Work to be completed: Please rewrite the rows below, replacing "locate" with "mark" wherever it occurs and changing nothing else. Leave the pictures out of your version.

Source data:
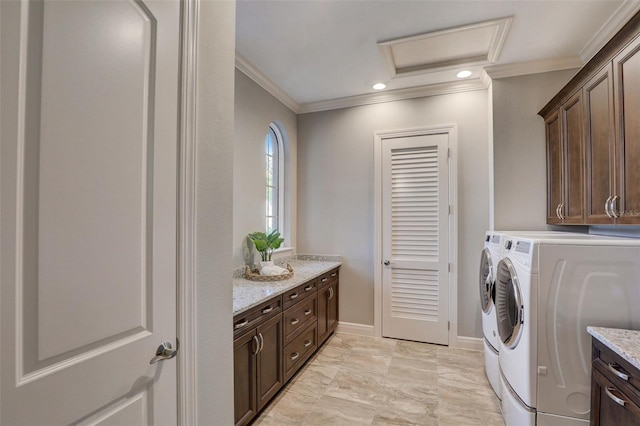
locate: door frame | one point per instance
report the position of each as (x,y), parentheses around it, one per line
(378,137)
(186,227)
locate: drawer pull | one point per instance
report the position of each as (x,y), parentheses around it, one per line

Solution for this task:
mark: door frame | one point per instance
report the position of each as (x,y), parentheses around it, one per line
(378,137)
(186,227)
mark: drawer pull | one point per instance
report the position of each as (x,y), parentheses around it, one per line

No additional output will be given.